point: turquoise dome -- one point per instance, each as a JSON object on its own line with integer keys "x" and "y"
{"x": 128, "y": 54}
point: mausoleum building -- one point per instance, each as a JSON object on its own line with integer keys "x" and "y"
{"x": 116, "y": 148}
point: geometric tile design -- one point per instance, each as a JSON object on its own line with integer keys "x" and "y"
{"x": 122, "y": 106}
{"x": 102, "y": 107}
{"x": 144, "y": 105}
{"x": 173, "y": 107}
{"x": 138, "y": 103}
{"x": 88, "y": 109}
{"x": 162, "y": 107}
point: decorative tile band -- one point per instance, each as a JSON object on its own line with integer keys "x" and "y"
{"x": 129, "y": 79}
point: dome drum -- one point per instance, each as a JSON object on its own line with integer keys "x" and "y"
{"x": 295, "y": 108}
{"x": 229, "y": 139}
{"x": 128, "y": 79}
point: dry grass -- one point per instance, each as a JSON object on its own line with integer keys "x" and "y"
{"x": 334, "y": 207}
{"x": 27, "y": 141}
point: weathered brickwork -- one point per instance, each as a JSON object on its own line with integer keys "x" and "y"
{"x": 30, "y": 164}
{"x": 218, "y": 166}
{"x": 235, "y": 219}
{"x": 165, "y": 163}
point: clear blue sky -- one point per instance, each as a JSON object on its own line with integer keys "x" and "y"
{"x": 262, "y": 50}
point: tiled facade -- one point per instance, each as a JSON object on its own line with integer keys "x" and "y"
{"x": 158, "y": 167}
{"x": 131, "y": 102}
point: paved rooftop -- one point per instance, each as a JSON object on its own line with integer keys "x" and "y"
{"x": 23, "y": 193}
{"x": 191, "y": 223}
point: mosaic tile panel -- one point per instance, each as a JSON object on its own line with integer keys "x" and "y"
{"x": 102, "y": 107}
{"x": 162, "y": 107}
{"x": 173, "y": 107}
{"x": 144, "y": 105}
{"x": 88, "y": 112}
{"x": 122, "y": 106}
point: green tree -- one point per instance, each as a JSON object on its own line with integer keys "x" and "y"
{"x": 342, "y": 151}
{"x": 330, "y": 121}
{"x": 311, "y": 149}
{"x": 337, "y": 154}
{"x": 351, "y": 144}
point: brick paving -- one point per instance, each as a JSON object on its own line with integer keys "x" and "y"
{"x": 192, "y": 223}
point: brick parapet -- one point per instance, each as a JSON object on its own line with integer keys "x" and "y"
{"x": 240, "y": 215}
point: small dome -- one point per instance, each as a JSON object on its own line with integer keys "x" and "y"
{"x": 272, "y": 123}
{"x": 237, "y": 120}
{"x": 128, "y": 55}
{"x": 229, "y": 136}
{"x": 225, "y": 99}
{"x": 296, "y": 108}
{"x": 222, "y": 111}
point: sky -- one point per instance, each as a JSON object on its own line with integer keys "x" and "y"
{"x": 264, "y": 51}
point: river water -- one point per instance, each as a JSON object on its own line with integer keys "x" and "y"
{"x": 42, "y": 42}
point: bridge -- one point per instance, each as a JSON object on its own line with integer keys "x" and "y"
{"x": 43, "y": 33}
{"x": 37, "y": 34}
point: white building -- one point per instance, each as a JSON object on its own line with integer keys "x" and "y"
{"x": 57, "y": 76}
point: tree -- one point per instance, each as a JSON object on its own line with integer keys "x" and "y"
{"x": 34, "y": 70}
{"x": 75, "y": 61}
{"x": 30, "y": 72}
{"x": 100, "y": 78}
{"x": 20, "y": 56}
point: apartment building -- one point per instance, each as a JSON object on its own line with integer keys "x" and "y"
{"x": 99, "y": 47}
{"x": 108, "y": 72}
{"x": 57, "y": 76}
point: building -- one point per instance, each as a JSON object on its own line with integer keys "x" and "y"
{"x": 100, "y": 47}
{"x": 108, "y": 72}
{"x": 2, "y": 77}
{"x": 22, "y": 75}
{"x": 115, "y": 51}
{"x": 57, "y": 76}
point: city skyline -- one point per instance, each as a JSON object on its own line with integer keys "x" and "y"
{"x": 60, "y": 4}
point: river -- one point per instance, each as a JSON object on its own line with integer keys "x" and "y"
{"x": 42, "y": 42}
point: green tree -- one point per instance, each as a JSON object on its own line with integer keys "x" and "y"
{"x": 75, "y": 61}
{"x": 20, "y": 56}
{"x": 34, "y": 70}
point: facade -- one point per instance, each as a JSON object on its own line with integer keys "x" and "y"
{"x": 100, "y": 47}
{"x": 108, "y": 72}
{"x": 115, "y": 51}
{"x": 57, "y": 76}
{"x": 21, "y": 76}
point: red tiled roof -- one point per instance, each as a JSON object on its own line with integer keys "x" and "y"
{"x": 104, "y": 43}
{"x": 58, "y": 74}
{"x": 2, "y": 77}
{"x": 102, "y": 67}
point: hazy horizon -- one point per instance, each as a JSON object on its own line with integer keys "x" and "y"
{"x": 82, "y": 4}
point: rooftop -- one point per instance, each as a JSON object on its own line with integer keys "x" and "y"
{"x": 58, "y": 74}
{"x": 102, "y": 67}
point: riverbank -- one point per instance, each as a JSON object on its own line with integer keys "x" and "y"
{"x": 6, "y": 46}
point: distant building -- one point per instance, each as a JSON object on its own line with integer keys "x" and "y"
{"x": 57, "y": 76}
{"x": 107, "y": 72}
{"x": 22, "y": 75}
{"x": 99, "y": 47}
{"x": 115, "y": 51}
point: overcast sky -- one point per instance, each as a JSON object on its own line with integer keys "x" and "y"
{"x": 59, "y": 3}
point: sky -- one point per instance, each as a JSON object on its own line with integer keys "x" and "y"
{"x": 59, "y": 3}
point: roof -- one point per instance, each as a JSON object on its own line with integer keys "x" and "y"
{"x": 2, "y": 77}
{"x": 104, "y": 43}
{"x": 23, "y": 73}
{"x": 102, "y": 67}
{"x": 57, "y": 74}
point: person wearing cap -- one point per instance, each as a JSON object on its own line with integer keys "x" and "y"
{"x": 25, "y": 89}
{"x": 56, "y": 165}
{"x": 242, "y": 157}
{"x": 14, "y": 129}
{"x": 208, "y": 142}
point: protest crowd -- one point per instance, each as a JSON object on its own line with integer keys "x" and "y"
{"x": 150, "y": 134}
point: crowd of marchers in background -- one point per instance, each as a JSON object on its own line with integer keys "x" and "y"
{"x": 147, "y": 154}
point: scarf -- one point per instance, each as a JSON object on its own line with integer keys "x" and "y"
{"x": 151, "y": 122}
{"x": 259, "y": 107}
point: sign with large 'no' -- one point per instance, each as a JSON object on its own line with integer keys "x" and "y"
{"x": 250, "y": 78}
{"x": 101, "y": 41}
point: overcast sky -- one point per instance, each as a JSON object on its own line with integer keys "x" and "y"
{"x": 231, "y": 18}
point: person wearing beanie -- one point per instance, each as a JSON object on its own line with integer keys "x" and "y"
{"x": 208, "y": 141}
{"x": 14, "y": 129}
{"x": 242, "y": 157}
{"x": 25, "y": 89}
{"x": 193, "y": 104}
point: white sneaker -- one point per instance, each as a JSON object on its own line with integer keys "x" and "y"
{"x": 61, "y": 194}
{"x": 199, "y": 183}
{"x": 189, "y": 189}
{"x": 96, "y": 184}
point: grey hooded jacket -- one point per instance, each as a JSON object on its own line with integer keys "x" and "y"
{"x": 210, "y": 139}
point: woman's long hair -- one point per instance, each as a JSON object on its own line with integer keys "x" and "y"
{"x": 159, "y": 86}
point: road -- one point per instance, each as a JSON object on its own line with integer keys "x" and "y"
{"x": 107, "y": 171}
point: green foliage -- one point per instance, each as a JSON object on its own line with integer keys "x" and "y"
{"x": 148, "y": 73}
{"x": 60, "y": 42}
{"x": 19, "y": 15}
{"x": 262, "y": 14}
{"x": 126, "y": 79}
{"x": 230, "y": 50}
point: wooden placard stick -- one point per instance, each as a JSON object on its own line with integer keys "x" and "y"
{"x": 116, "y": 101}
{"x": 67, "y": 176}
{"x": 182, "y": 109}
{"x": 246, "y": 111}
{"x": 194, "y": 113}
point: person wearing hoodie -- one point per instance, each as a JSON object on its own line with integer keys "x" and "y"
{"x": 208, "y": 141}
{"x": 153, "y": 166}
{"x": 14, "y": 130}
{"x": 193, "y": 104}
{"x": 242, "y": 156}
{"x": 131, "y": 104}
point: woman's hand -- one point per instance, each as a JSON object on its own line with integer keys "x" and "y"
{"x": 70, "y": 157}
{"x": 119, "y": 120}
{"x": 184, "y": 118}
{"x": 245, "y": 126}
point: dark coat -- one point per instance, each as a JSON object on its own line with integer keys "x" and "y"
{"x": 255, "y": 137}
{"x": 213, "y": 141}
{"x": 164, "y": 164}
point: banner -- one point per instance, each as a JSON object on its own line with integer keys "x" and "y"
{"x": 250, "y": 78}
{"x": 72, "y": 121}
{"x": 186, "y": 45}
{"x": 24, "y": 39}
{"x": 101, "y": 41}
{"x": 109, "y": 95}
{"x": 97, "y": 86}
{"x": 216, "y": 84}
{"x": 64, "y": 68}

==============================

TASK OBJECTIVE
Exactly and exclusively, repeat the lines from the line that contains "point: green foliage" through the end of the records, both ends included.

SOLUTION TO THIS EXERCISE
point: green foliage -- one point per instance, each as a JSON object on its own line with integer keys "x" and "y"
{"x": 148, "y": 73}
{"x": 60, "y": 42}
{"x": 19, "y": 15}
{"x": 262, "y": 14}
{"x": 126, "y": 79}
{"x": 230, "y": 50}
point: wooden placard stick -- one point per instance, each as a JSON object on its own line with integer keys "x" and "y"
{"x": 116, "y": 101}
{"x": 67, "y": 176}
{"x": 182, "y": 109}
{"x": 246, "y": 111}
{"x": 194, "y": 113}
point: person wearing hoodie -- one point per instance, each as a JSON object on its own line with integer keys "x" and "y"
{"x": 208, "y": 141}
{"x": 153, "y": 166}
{"x": 14, "y": 130}
{"x": 193, "y": 104}
{"x": 242, "y": 156}
{"x": 131, "y": 104}
point: woman's hand -- one point per instance, each as a JSON object on its own line with integer keys "x" and "y"
{"x": 70, "y": 157}
{"x": 119, "y": 120}
{"x": 184, "y": 118}
{"x": 245, "y": 126}
point: dark coat -- one point per instance, each as a JSON object on its own line with integer keys "x" and "y"
{"x": 255, "y": 137}
{"x": 213, "y": 141}
{"x": 164, "y": 164}
point: banner -- one point per instance, each as a JSON object on its own line with integer keys "x" and "y"
{"x": 250, "y": 78}
{"x": 72, "y": 121}
{"x": 186, "y": 45}
{"x": 24, "y": 39}
{"x": 101, "y": 41}
{"x": 109, "y": 95}
{"x": 97, "y": 86}
{"x": 216, "y": 84}
{"x": 64, "y": 68}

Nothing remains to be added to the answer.